» Objetivo A:
Liste, copiando-as por inteiro, todas as linhas dos registros que contêm a palavra "taxiway". Diferencie maiúsculas de minúsculas.

Não é de hoje que a cultura da meritocracia é tema de debate entre especialistas, pelo impacto que a super competição causa nos executivos. Mas o tema ganhou mais atenção, inclusive dos próprios administradores dessas companhias, depois da crise deflagrada pela fraude contábil da Americanas.
Afinal, a varejista era considerada uma das principais representantes brasileiras dessa linha de gestão, que envolve resultados fortes obtidos a partir de muita autonomia aos seus executivos, metas desafiadoras e muita competição interna.
“As empresas no Brasil e no mundo estão voltadas para a meritocracia, mas também para o impacto que a cultura muito voltada para o desempenho pode causar”, afirma Ana Gusmão, diretora de soluções de Gente da Falconi. O risco é criar um ambiente tóxico, muito estresse e, em casos extremos, um incentivo para que dados sejam mascarados com o propósito de beneficiar ou proteger executivos, diz ela, que preferiu não se manifestar especificamente sobre o caso Americanas.
Há exemplos famosos. Em 2015, a Volkswagen admitiu ter instalado um software que maquiava em até 40% as emissões em modelos a diesel vendidos nos EUA e ter enganado a Agência de Proteção Ambiental americana (EPA). Em 2016, o banco Wells Fargo sofreu com o escândalo da abertura de contas falsas.

» Objetivo B:
Prolongue o texto sobre a cultura da meritocracia nas empresas a partir do ponto em que ele termina.

Registros de marcação de pontos:
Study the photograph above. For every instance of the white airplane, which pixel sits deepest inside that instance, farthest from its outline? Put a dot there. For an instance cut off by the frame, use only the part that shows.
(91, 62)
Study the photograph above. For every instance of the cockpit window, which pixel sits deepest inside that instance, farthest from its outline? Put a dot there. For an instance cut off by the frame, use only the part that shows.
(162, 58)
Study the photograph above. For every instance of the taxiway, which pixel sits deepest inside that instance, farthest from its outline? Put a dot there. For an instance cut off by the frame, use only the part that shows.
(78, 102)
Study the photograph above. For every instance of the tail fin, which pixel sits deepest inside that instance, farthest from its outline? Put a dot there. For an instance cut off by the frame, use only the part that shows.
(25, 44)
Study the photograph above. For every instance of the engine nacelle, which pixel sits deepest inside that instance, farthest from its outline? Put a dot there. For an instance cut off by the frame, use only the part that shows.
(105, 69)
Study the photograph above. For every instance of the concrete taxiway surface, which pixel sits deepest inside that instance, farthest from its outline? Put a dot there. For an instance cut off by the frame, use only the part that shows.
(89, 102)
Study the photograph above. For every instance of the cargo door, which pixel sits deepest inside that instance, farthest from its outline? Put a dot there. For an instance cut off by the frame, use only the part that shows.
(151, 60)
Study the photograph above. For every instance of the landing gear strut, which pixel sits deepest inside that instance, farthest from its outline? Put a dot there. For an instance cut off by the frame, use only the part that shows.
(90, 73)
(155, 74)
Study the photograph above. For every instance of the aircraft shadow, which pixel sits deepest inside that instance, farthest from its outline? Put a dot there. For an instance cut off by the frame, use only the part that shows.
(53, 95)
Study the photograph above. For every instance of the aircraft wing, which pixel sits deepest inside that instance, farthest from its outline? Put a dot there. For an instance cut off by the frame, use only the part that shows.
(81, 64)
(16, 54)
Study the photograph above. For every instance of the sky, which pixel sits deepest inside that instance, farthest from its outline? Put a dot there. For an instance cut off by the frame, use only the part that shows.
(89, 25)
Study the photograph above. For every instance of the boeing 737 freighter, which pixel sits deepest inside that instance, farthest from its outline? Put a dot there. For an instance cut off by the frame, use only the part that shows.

» Resposta escrita A:
Study the photograph above. For every instance of the taxiway, which pixel sits deepest inside that instance, farthest from its outline? Put a dot there. For an instance cut off by the frame, use only the part that shows.
Study the photograph above. For every instance of the concrete taxiway surface, which pixel sits deepest inside that instance, farthest from its outline? Put a dot there. For an instance cut off by the frame, use only the part that shows.

» Resposta escrita B:
No Brasil, a Vale foi punida por negligenciar normas de segurança e ter deixado de interromper as atividades na mina do Feijão – o que culminou na tragédia de Brumadinho.
São mostras de “competitividade ruim”, nas quais as metas de curto prazo – mensais ou trimestrais – acabam privilegiadas Esses objetivos agressivos se tornam insustentáveis no longo prazo. Erro ainda comum em muitas companhias.
No caso da Americanas, não é possível fazer uma relação direta entre a cultura da meritocracia e a fraude descoberta no ano passado. A construção de um rombo de R$ 40 bilhões ao longo de anos não é algo trivial – implica o envolvimento de mais fatores.
Mas o episódio, sem dúvida, esquenta a discussão. A Americanas é uma das investidas dos empresários Jorge Paulo Lemann, Marcel Telles e Carlos Alberto Sicupira, conhecidos por obter resultados acima da média por meio de uma gestão agressiva em todas as empresas por onde passaram. São basicamente os papas da meritocracia no Brasil.
A meritocracia, de qualquer forma, pode ser uma prática saudável, diz o consultor Joaquim Santini. O problema é que muitas empresas acabam estimulando uma espécie de “guerrilha interna”. Isso acontece quando são definidas metas individuais agressivas, que ditam a remuneração dos executivos independentemente do que está ocorrendo no restante da empresa.
“A rivalidade é da natureza humana. Se a empresa fortalece isso, muita coisa pode acontecer˜, diz o consultor. Um cenário muito comum é que o tiro saia pela culatra e, em vez de alta produtividade, a competitividade resulte em burnout, falta de engajamento e perda de talentos.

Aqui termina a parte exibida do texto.